3. Klachtenregeling Politie Limburg Zuid d.d. 10 mei 1996
"6. Commissie voor de politieklachten
lid 1 Instelling
Er is een onafhankelijke commissie voor de politieklachten. Zij bestaat bij voorkeur uit vijf leden, de voorzitter daaronder begrepen.
(…)
12. Indieningstermijn
Een klacht moet worden ingediend binnen één jaar nadat de gedraging plaatsvond.
38. Besluitvorming
lid 1
De korpsbeheerder zendt zijn beslissing op de klacht, onder vermelding van het advies van de commissie, aan de klager. Bij de beslissing wordt vermeld dat de klager zijn klacht aan de Nationale ombudsman kan voorleggen als hij het niet eens is met de beslissing.
Lid 2
Indien de beslissing van de korpsbeheerder afwijkt van het advies van de commissie, wordt dit met redenen omkleed."

Aangeleverde gegevens -
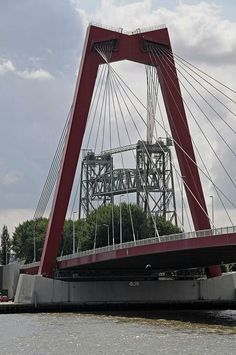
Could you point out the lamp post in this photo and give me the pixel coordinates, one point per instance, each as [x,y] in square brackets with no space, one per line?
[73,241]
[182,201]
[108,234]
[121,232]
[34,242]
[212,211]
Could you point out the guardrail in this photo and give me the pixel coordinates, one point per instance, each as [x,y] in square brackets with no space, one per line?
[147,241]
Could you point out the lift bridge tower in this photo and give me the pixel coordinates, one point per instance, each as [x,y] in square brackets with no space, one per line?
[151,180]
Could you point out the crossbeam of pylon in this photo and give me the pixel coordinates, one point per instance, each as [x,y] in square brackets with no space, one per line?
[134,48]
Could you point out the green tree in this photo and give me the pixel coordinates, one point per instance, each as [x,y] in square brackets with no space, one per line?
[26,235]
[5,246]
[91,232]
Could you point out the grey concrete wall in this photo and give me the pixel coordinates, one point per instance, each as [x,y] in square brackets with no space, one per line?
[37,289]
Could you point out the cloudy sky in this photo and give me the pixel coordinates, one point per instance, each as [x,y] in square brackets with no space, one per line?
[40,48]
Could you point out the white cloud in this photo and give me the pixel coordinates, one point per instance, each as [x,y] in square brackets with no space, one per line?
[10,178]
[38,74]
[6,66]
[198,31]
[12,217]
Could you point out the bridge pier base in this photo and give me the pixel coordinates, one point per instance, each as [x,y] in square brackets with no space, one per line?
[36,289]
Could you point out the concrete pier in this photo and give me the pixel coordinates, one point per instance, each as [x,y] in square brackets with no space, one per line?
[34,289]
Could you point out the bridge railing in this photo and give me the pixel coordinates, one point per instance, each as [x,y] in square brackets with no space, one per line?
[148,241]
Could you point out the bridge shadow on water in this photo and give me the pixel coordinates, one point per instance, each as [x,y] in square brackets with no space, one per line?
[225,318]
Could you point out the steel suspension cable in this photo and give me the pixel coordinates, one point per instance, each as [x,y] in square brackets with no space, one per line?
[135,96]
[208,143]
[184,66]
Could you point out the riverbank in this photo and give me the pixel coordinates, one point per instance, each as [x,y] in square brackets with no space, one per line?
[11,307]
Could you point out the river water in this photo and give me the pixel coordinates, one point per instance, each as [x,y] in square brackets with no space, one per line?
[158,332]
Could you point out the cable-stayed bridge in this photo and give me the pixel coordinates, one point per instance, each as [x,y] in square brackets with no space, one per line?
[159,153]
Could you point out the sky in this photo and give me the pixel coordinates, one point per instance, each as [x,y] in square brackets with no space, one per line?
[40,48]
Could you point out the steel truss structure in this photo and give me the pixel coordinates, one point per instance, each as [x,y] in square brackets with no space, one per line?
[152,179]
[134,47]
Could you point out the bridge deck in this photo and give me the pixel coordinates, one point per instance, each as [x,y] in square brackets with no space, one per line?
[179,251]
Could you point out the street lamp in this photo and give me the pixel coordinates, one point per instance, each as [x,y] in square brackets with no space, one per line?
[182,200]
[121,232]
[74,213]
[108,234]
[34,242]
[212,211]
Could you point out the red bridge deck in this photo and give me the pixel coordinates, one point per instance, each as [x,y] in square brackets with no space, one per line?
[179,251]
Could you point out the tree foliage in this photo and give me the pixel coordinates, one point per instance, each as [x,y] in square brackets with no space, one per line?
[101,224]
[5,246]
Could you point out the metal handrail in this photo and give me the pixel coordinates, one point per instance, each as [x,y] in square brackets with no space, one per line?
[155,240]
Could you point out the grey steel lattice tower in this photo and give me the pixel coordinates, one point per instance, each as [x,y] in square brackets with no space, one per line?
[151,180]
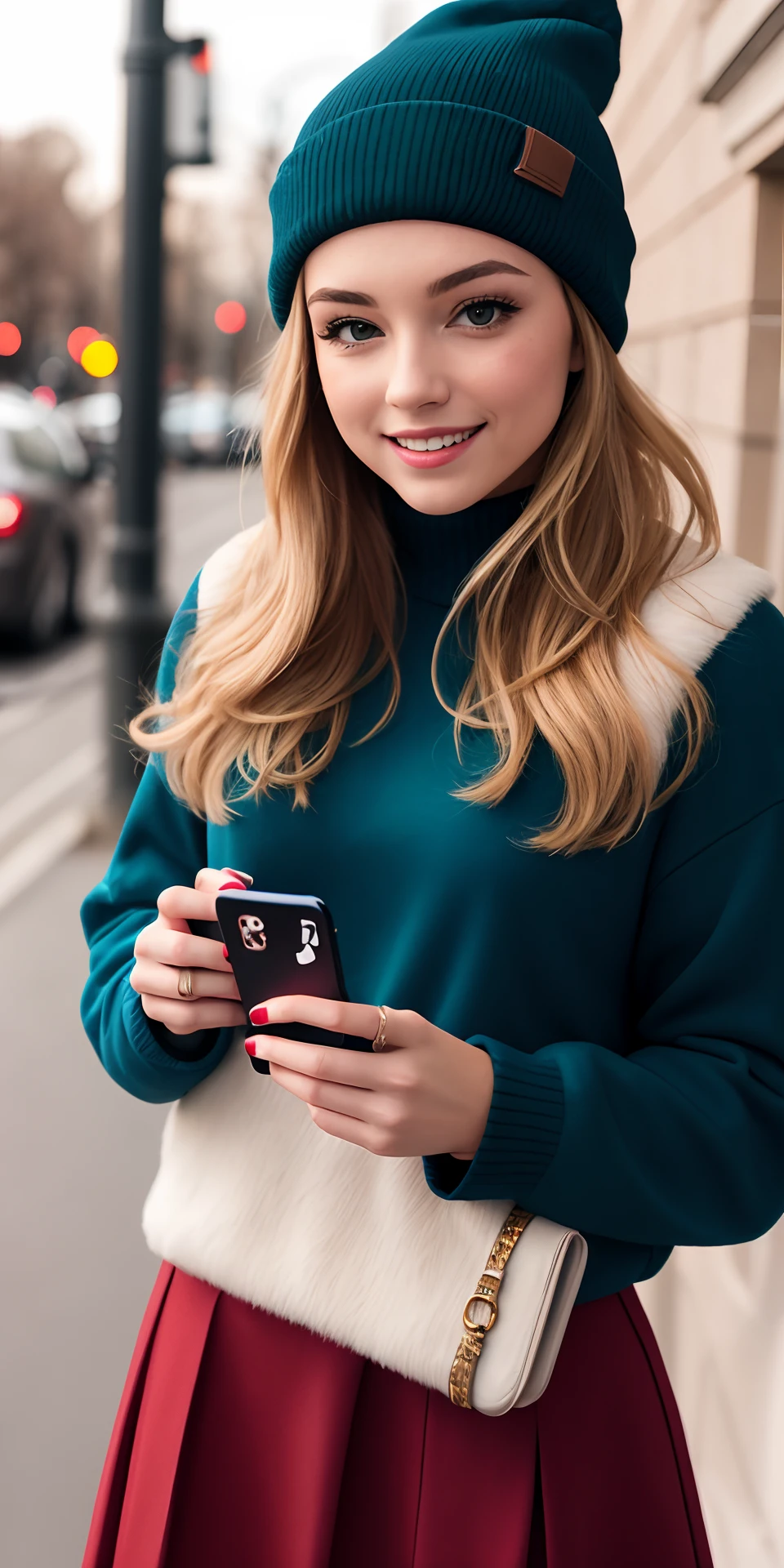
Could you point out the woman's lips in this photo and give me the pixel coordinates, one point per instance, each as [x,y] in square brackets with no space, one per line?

Opdrachten -
a – Zet de alinea uit de klachtenregeling die begint met "De korpsbeheerder zendt zijn beslissing" om in een beknopte opsomming met behoud van de belangrijkste feiten.
b – Schrijf een vervolg op de klachtenregeling dat aansluit op de laatste zin van het fragment.
De rijen zijn afkomstig uit een andere bron.

Antwoorden -
a –
- De korpsbeheerder stuurt de klager zijn beslissing op de klacht, met vermelding van het advies van de commissie.
- De beslissing vermeldt dat de klager zijn klacht aan de Nationale ombudsman kan voorleggen als hij het er niet mee eens is.

b –
4. Wetboek van Strafrecht
Artikel 261, eerste lid:
"Hij die opzettelijk iemands eer of goed naam aanrandt, door telastlegging van een bepaald feit, met het kennelijke doel om daaraan ruchtbaarheid te geven, wordt, als schuldig aan smaad, gestraft met gevangenisstraf van ten hoogste zes maanden of geldboete van de derde categorie."
Artikel 262, eerste lid:
"Hij die het misdrijf van smaad of smaadschrift pleegt, wetende dat het te laste gelegde feit in strijd met de waarheid is, wordt, als schuldig aan laster, gestraft met gevangenisstraf van ten hoogste twee jaren of geldboete van de vierde categorie."